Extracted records
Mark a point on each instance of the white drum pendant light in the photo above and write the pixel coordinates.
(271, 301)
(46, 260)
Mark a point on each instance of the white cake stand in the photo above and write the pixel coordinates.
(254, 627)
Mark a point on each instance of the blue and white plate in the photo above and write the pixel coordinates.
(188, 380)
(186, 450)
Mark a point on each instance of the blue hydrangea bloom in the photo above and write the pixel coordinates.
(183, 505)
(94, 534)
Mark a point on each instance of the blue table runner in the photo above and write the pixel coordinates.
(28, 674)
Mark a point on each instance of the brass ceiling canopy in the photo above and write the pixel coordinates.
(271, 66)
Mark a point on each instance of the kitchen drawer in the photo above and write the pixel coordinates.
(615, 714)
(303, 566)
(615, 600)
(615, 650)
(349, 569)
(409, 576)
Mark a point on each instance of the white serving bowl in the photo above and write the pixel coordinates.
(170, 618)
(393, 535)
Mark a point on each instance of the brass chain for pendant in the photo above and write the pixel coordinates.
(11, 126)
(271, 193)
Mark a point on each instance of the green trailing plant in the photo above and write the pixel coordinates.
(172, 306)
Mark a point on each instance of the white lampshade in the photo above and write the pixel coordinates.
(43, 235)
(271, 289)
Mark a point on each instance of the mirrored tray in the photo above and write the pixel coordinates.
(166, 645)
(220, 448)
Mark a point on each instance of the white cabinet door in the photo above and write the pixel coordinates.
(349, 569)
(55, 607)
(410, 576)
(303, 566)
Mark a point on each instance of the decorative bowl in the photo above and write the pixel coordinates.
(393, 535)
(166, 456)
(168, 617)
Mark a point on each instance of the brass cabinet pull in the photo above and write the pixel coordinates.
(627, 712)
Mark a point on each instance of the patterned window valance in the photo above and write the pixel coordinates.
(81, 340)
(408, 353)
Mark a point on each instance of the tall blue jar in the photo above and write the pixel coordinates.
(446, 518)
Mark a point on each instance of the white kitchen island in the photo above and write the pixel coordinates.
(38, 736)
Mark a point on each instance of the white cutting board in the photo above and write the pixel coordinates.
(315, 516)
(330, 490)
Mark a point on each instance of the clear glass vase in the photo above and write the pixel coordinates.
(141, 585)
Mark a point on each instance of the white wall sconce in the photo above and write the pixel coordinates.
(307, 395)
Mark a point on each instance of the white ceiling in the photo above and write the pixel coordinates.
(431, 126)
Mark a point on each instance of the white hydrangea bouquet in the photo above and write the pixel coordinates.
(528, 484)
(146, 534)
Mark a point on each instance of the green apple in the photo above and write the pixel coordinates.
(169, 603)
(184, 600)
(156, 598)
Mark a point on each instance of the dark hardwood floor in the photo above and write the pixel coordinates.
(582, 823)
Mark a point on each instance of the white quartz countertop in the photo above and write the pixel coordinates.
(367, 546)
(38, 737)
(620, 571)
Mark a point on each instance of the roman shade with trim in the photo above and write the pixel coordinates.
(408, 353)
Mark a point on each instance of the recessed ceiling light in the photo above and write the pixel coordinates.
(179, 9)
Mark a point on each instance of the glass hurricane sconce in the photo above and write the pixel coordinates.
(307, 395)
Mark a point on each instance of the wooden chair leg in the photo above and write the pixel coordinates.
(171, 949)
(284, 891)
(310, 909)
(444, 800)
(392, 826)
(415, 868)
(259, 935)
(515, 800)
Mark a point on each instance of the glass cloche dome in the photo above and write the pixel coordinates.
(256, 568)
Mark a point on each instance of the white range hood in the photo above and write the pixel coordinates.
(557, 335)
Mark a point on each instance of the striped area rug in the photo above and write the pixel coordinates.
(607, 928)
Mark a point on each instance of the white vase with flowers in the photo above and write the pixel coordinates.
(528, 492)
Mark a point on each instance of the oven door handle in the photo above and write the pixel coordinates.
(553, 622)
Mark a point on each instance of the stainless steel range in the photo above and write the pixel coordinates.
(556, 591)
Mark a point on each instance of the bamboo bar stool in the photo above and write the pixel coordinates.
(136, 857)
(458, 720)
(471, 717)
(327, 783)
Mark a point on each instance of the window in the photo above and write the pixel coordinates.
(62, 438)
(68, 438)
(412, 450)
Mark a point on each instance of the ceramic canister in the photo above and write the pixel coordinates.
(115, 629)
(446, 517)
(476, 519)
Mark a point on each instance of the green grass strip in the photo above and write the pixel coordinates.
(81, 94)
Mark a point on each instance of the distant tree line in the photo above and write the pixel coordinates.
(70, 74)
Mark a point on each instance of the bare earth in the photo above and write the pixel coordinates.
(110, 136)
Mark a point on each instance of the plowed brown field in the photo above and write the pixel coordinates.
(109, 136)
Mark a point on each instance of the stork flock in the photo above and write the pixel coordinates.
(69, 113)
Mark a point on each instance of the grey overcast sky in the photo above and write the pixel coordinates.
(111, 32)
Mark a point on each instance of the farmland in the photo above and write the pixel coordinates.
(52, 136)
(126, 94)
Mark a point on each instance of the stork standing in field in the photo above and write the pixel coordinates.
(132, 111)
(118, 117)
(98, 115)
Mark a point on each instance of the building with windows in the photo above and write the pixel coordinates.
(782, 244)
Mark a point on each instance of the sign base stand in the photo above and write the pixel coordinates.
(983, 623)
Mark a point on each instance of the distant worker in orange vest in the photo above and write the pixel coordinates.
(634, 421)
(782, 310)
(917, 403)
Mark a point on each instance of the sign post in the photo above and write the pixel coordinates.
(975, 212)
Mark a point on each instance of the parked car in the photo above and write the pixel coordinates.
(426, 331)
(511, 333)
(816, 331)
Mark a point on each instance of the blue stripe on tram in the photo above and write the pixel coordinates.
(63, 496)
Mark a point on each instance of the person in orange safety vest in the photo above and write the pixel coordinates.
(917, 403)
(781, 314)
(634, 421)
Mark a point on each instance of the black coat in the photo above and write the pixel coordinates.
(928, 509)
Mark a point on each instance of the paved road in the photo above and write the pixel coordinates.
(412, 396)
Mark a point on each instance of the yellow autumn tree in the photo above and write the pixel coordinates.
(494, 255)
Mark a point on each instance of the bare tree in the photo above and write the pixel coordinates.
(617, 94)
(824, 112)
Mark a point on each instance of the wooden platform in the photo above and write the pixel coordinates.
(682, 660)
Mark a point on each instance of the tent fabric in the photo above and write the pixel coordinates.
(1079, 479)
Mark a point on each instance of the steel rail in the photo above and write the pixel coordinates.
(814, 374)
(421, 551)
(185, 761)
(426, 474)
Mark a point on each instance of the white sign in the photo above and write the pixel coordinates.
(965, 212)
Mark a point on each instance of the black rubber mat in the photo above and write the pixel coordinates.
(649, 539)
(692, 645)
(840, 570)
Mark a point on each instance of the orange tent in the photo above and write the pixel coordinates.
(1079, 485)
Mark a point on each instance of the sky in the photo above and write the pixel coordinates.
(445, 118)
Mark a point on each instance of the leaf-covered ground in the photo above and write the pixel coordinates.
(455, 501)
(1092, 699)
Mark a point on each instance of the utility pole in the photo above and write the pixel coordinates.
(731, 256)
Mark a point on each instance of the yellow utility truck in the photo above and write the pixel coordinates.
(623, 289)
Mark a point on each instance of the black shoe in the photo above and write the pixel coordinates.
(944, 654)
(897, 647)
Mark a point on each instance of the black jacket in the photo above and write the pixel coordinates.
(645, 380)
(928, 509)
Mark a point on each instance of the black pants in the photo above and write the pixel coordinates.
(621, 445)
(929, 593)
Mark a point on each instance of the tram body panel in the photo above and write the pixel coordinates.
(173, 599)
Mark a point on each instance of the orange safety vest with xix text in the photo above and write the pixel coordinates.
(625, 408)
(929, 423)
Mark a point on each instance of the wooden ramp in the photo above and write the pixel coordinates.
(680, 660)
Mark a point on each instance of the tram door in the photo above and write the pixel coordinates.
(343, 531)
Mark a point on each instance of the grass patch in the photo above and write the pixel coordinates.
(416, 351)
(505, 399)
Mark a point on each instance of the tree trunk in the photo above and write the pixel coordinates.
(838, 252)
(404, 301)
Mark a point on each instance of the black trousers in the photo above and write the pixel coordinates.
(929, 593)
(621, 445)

_Task statement_
Look above for the line containing "Mark a point on each instance of the utility", then transcribe it and all lines after it through the last, exactly and with nothing else.

_Problem solution_
Mark a point on each instance of the utility pole in the photo above and write the pixel coordinates.
(731, 256)
Mark a point on each instance of the yellow utility truck in the photo above and write the pixel coordinates.
(623, 289)
Mark a point on each instance of the black shoe in the photo above and write the pixel coordinates.
(944, 654)
(897, 647)
Mark a point on each instance of the black jacket in the photo above and write the pixel coordinates.
(645, 380)
(928, 509)
Mark a point on each instance of the black pants in the photo above and write the pixel coordinates.
(621, 445)
(929, 593)
Mark a point on each instance of the tram body panel in the photo above and write the pixel coordinates.
(173, 599)
Mark a point on each instance of the orange safety vest with xix text in the photo above and write the pixel coordinates.
(625, 408)
(929, 423)
Mark a point on each instance of the wooden ramp in the photo above and write the pixel coordinates.
(680, 660)
Mark a point on each instance of the tram door in the photo above and write the pixel coordinates.
(343, 531)
Mark a point on each instance of the grass patch in the photo above and write the pixel coordinates.
(416, 351)
(505, 399)
Mark a point on each instance of the tree trunk in the photo above and write the pixel coordinates.
(838, 252)
(404, 301)
Mark a point on each instance of the black trousers in the photo above and write the pixel coordinates.
(929, 593)
(621, 445)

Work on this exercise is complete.